TEXT UNDER STUDY
_____

Hermaphrodite Frogs Caused By Popular Weed Killer?

By Bijal P. Trivedi
National Geographic Today
April 16, 2002

Atrazine, a top selling weed killer in the United States and the world, has been found to dramatically affect the sexual development of male frogs, turning them into hermaphrodites—creatures with both male and female organs—at concentrations 30 times lower than those deemed safe by the U.S. Environmental Protection Agency (EPA).

"What struck us as unbelievable was that atrazine could cause such dramatic effects at such low levels," says Tyrone Hayes, an associate professor of integrative biology at the University of California, Berkeley, who led the frog study.

"If you take five grains of salt, divide this weight by five thousand, that is the amount of atrazine that causes these abnormalities," added Hayes.

The EPA has set the limit for atrazine contamination for drinking water at 3 parts per billion (ppb). Hayes' and his colleagues found that concentrations of 0.1 ppb caused abnormalities.

The scientists exposed tadpoles of the African clawed frog, a popular research organism, to atrazine at concentrations as low as 0.1 ppb. When the tadpoles reached adulthood, Hayes found that between 16 and 20 percent had abnormal reproductive systems.

"Some had three ovaries and three testes, some had ovaries on one side and testes on the other, one animal even had six testes," says Hayes. The male voice box also shrunk, resembling the female version. And, when males were exposed to levels as high as 25 ppb of atrazine, the frogs showed a ten-fold decrease in testosterone levels.

_____

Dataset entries

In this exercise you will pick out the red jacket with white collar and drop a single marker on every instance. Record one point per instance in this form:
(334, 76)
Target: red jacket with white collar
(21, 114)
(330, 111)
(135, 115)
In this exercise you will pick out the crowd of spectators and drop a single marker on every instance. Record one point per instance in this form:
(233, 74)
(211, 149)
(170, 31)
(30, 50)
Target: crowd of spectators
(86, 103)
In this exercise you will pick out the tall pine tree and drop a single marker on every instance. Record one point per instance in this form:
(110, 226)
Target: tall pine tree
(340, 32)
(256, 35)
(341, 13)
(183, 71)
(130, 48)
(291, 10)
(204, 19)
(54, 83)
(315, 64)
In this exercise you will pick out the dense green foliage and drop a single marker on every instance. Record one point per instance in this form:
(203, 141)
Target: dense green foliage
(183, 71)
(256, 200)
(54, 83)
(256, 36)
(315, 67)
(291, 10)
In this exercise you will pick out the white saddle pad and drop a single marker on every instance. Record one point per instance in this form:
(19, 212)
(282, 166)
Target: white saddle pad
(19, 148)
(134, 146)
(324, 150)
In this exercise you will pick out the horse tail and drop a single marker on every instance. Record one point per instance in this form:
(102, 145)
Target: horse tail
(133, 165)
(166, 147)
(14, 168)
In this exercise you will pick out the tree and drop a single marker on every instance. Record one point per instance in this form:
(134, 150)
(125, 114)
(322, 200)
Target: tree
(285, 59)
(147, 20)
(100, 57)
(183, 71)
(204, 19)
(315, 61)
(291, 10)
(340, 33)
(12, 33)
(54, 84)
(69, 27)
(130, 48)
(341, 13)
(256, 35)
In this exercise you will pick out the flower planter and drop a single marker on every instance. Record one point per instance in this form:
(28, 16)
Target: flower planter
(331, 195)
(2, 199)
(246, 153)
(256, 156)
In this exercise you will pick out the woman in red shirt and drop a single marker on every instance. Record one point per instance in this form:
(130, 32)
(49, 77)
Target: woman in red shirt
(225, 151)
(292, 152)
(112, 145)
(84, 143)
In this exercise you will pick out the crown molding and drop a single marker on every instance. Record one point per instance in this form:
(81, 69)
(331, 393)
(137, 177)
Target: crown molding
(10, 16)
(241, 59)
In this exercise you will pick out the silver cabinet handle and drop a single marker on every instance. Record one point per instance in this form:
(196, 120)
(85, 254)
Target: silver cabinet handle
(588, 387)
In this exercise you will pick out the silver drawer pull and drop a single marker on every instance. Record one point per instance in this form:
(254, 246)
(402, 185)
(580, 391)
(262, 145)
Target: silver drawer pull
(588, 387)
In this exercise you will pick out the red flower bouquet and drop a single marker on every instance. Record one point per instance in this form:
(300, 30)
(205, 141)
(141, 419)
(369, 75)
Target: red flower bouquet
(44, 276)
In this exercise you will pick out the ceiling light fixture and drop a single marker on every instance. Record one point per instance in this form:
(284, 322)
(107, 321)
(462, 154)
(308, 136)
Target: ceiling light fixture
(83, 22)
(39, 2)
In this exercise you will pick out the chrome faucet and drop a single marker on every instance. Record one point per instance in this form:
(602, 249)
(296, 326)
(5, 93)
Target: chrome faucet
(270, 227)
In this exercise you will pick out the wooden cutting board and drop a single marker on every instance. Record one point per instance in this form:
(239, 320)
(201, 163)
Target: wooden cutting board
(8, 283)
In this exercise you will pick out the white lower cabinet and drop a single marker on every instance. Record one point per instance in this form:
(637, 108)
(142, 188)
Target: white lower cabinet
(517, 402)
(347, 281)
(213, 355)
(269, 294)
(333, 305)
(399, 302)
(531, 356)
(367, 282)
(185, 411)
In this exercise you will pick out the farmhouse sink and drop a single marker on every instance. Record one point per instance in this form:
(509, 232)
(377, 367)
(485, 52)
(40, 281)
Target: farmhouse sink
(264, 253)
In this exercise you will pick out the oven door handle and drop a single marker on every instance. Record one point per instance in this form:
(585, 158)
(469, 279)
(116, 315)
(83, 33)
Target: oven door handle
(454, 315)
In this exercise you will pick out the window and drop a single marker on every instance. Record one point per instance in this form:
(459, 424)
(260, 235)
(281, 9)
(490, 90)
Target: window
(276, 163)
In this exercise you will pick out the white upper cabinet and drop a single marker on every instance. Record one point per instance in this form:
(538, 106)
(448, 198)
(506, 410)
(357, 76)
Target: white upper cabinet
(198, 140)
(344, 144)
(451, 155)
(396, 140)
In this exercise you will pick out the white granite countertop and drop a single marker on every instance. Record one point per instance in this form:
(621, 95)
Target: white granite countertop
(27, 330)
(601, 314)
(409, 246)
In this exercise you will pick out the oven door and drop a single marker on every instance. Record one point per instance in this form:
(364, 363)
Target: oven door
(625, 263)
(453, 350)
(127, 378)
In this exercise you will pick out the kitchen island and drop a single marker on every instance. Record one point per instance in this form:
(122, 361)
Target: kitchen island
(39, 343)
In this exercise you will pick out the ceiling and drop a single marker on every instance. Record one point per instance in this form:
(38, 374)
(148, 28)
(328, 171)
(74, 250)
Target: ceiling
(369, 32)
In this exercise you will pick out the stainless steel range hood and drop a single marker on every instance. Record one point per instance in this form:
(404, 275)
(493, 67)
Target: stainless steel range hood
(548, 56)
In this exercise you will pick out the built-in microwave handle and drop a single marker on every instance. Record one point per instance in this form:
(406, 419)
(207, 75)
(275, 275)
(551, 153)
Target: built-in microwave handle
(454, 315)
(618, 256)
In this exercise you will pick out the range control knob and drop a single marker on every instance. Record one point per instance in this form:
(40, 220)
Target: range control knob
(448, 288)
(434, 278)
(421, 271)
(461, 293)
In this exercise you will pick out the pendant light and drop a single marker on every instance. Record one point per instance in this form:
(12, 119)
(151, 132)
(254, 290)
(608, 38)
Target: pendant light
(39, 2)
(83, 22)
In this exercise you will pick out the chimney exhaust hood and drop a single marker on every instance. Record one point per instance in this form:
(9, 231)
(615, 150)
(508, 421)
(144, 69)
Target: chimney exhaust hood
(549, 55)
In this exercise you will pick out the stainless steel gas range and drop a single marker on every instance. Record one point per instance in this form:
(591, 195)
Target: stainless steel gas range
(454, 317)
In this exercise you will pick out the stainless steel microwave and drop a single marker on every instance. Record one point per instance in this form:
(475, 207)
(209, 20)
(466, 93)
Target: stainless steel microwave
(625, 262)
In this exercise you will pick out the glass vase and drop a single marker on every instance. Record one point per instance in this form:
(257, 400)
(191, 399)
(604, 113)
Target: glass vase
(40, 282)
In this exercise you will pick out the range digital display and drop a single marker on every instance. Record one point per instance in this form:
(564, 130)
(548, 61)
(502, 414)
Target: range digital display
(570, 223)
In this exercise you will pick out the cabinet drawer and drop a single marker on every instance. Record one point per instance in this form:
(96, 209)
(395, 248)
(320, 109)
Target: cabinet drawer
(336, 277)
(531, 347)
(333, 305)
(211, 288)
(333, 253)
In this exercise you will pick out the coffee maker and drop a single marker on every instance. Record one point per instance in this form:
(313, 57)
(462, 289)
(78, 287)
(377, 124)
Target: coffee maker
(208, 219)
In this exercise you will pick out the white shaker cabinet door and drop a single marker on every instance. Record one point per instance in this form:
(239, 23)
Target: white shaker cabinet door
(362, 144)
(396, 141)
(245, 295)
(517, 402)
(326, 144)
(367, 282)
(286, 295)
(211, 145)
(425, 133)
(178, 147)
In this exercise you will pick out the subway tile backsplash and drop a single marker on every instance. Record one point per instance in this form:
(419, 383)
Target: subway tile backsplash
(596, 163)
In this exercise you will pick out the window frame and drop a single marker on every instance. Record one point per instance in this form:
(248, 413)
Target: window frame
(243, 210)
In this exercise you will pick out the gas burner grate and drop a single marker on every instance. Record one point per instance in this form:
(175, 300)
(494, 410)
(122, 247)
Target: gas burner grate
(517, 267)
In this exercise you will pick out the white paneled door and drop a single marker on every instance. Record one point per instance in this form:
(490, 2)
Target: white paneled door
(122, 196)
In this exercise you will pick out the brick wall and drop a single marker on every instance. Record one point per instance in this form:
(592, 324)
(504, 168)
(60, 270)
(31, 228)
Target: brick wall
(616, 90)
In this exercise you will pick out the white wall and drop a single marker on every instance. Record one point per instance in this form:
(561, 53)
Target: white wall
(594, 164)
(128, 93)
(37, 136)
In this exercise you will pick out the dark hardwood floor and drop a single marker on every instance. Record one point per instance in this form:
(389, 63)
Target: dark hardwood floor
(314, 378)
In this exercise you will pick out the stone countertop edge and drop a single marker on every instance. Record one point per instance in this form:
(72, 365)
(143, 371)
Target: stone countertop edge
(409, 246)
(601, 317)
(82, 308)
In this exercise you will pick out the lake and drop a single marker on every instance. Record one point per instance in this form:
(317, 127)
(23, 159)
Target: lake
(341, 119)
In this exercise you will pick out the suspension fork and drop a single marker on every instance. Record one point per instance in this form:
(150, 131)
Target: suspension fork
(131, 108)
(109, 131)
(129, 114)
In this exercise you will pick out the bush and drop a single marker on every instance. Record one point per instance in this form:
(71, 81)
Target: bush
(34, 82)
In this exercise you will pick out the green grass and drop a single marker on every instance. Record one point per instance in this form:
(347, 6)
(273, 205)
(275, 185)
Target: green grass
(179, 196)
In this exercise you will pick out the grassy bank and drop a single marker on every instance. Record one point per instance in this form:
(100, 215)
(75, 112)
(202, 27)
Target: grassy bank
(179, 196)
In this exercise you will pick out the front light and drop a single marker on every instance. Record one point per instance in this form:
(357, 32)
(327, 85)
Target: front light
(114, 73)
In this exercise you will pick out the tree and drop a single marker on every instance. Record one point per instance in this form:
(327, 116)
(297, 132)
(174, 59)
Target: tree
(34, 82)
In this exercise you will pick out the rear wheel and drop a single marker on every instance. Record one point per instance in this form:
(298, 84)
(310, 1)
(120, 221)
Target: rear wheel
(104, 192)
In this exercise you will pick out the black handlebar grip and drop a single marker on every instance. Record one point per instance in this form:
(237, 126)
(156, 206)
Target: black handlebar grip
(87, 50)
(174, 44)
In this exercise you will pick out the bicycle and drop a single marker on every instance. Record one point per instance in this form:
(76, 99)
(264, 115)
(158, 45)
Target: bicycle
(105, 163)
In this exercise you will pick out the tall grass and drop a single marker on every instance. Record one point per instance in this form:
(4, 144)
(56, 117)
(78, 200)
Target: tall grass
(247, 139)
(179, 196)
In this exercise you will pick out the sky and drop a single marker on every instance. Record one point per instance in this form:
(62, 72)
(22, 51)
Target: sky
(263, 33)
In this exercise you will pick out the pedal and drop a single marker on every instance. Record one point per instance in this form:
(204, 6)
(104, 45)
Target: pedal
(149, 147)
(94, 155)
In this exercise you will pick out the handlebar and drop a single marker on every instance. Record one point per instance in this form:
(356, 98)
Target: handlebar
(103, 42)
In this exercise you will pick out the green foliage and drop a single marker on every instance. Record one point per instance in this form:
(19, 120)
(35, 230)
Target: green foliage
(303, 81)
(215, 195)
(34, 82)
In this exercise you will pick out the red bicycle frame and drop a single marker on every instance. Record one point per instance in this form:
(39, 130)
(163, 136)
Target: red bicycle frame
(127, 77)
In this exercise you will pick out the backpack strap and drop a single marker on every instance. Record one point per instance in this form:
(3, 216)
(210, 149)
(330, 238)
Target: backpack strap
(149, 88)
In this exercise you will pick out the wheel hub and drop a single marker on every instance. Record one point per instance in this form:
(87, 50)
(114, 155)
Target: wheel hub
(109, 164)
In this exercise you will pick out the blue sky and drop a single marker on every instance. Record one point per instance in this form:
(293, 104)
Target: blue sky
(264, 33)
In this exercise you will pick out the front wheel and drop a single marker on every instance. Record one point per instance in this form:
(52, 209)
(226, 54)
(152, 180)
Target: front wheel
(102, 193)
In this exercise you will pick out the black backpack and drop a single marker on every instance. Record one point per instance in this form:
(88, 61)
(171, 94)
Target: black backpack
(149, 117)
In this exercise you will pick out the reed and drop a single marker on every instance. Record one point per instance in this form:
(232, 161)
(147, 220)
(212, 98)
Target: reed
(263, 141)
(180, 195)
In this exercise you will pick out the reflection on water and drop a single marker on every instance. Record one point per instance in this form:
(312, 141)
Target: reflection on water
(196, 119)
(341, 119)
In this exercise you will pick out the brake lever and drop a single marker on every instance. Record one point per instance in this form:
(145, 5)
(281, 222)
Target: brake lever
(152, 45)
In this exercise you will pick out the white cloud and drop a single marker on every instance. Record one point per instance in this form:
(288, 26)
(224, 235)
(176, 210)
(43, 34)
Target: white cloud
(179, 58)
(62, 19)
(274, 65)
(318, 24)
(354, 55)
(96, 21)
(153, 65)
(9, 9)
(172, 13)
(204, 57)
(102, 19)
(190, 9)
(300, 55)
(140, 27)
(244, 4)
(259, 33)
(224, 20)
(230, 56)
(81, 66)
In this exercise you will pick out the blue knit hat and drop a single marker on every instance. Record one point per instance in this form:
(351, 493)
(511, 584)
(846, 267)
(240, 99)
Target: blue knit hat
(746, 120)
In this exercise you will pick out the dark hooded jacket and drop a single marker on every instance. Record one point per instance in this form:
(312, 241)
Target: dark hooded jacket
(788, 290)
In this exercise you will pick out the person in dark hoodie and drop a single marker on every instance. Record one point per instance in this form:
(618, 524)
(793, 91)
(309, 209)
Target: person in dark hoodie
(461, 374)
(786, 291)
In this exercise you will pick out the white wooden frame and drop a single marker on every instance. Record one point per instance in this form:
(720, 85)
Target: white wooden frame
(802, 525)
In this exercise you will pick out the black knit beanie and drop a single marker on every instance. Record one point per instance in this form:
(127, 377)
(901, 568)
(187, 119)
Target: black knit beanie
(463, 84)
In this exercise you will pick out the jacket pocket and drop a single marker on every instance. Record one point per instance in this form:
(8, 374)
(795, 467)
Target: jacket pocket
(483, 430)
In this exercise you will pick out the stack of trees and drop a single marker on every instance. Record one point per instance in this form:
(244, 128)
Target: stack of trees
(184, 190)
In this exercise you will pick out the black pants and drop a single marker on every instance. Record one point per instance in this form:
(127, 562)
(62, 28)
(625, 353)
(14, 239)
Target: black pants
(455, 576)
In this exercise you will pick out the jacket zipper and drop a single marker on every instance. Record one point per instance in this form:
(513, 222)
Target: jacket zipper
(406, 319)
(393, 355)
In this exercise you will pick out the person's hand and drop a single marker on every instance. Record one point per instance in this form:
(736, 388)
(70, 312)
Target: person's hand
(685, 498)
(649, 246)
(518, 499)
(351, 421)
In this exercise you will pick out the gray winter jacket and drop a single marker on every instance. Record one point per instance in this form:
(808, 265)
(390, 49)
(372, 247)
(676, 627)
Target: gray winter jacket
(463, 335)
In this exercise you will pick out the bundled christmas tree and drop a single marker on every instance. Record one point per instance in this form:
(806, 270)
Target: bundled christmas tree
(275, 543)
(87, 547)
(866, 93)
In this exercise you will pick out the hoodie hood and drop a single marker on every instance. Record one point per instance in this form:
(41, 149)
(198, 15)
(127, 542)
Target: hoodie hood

_____

WHAT YOU NEED TO DO
1/ Transcribe the frog article starting with "The scientists exposed" and going on through "in testosterone levels.".
2/ Summarize the frog article in two sentences.

SOLUTIONS TO THE PROBLEMS
1/
The scientists exposed tadpoles of the African clawed frog, a popular research organism, to atrazine at concentrations as low as 0.1 ppb. When the tadpoles reached adulthood, Hayes found that between 16 and 20 percent had abnormal reproductive systems.

"Some had three ovaries and three testes, some had ovaries on one side and testes on the other, one animal even had six testes," says Hayes. The male voice box also shrunk, resembling the female version. And, when males were exposed to levels as high as 25 ppb of atrazine, the frogs showed a ten-fold decrease in testosterone levels.

2/ Atrazine, a top-selling weed killer, was found to turn male frogs into hermaphrodites at concentrations 30 times lower than those the EPA deems safe, which for drinking water is 3 parts per billion. When tadpoles of the African clawed frog were exposed to atrazine at concentrations as low as 0.1 ppb, between 16 and 20 percent had abnormal reproductive systems as adults.